━━━━━ Source extract ━━━━━
Add Decorrelate module that adds something to gradients in backward pass

2025-09-08 08:34:19 +00:00 · 2022-06-08 19:44:58 +08:00 · 2022-06-08 19:44:58 +08:00 · 46ca1cd4c4
commit 46ca1cd4c4
parent 9fb8645168
2 changed files with 115 additions and 4 deletions
--- a/egs/librispeech/ASR/pruned_transducer_stateless2/scaling.py
+++ b/egs/librispeech/ASR/pruned_transducer_stateless2/scaling.py
@ -713,6 +713,104 @@ class GaussProjDrop(torch.nn.Module):
            x = (x_next * self.rand_scale + x_bypass)
            return x

+class DecorrelateFunction(torch.autograd.Function):
+    # does nothing in forward pass.  In backward pass it modifies
+    # the gradients in such a way as to encourage the dims of x
+    # to become uncorrelated, taken over all the stats.
+    @staticmethod
+    def forward(ctx, x: Tensor, old_cov: Tensor,
+                scale: float, eps: float, beta: float,
+                channel_dim: int) -> Tensor:
+        ctx.save_for_backward(x, old_cov)
+        ctx.scale = scale
+        ctx.eps = eps
+        ctx.beta = beta
+        ctx.channel_dim = channel_dim
+        return x
+
+    @staticmethod
+    def backward(ctx, x_grad: Tensor) -> Tuple[Tensor, None, None, None, None, None]:
+        x, old_cov = ctx.saved_tensors
+        with torch.enable_grad():
+            x = x.transpose(-1, ctx.channel_dim)
━━━━━ Material provided ━━━━━
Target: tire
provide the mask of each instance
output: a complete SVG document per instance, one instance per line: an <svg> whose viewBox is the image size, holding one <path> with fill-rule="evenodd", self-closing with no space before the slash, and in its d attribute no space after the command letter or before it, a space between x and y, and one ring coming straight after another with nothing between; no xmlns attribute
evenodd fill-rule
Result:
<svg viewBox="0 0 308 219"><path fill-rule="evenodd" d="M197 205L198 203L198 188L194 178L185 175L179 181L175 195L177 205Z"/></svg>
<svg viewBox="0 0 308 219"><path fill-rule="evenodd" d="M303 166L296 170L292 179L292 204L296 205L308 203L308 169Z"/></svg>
━━━━━
Reproduce the passage of the commit diff from "2025-09-08 08:34:19 +00:00" to "self.rand_scale + x_bypass)" verbatim.

2025-09-08 08:34:19 +00:00 · 2022-06-08 19:44:58 +08:00 · 2022-06-08 19:44:58 +08:00 · 46ca1cd4c4
commit 46ca1cd4c4
parent 9fb8645168
2 changed files with 115 additions and 4 deletions
--- a/egs/librispeech/ASR/pruned_transducer_stateless2/scaling.py
+++ b/egs/librispeech/ASR/pruned_transducer_stateless2/scaling.py
@ -713,6 +713,104 @@ class GaussProjDrop(torch.nn.Module):
            x = (x_next * self.rand_scale + x_bypass)